### Aim of the task:
Rewrite all of the entries below as a numbered list, one line per number, and drop any blank lines.
════════════════
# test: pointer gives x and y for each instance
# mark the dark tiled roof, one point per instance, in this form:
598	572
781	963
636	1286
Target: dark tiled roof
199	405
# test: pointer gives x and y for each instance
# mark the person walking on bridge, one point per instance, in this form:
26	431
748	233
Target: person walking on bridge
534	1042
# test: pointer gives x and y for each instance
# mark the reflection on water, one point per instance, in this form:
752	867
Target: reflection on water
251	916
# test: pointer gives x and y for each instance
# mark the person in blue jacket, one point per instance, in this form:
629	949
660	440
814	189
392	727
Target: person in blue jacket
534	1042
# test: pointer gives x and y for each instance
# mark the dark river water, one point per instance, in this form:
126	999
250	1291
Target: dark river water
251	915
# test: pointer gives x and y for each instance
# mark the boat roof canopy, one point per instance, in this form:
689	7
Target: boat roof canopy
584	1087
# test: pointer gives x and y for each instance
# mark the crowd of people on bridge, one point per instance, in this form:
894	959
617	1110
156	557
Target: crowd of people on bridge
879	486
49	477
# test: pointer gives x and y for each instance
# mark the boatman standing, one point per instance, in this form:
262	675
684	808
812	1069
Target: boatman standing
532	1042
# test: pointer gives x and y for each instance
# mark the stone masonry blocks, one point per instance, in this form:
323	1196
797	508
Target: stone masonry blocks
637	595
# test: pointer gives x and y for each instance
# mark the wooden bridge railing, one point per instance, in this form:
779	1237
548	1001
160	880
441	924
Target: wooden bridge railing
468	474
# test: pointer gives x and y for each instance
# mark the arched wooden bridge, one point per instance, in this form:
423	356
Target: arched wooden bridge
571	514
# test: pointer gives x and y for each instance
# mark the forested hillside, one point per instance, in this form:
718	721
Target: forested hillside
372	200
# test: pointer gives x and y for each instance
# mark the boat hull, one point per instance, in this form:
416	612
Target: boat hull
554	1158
════════════════
### Answer to the problem:
1. # test: pointer gives x and y for each instance
2. # mark the dark tiled roof, one point per instance, in this form:
3. 598	572
4. 781	963
5. 636	1286
6. Target: dark tiled roof
7. 199	405
8. # test: pointer gives x and y for each instance
9. # mark the person walking on bridge, one point per instance, in this form:
10. 26	431
11. 748	233
12. Target: person walking on bridge
13. 534	1042
14. # test: pointer gives x and y for each instance
15. # mark the reflection on water, one point per instance, in this form:
16. 752	867
17. Target: reflection on water
18. 251	916
19. # test: pointer gives x and y for each instance
20. # mark the person in blue jacket, one point per instance, in this form:
21. 629	949
22. 660	440
23. 814	189
24. 392	727
25. Target: person in blue jacket
26. 534	1042
27. # test: pointer gives x and y for each instance
28. # mark the dark river water, one point per instance, in this form:
29. 126	999
30. 250	1291
31. Target: dark river water
32. 251	915
33. # test: pointer gives x and y for each instance
34. # mark the boat roof canopy, one point per instance, in this form:
35. 689	7
36. Target: boat roof canopy
37. 584	1087
38. # test: pointer gives x and y for each instance
39. # mark the crowd of people on bridge, one point per instance, in this form:
40. 894	959
41. 617	1110
42. 156	557
43. Target: crowd of people on bridge
44. 879	486
45. 49	477
46. # test: pointer gives x and y for each instance
47. # mark the boatman standing, one point per instance, in this form:
48. 262	675
49. 684	808
50. 812	1069
51. Target: boatman standing
52. 532	1042
53. # test: pointer gives x and y for each instance
54. # mark the stone masonry blocks, one point per instance, in this form:
55. 323	1196
56. 797	508
57. Target: stone masonry blocks
58. 637	595
59. # test: pointer gives x and y for each instance
60. # mark the wooden bridge railing, one point per instance, in this form:
61. 779	1237
62. 548	1001
63. 160	880
64. 441	924
65. Target: wooden bridge railing
66. 468	474
67. # test: pointer gives x and y for each instance
68. # mark the arched wooden bridge, one point per instance, in this form:
69. 423	356
70. Target: arched wooden bridge
71. 571	514
72. # test: pointer gives x and y for each instance
73. # mark the forested hillside, one point per instance, in this form:
74. 718	721
75. Target: forested hillside
76. 372	200
77. # test: pointer gives x and y for each instance
78. # mark the boat hull, one point per instance, in this form:
79. 416	612
80. Target: boat hull
81. 554	1158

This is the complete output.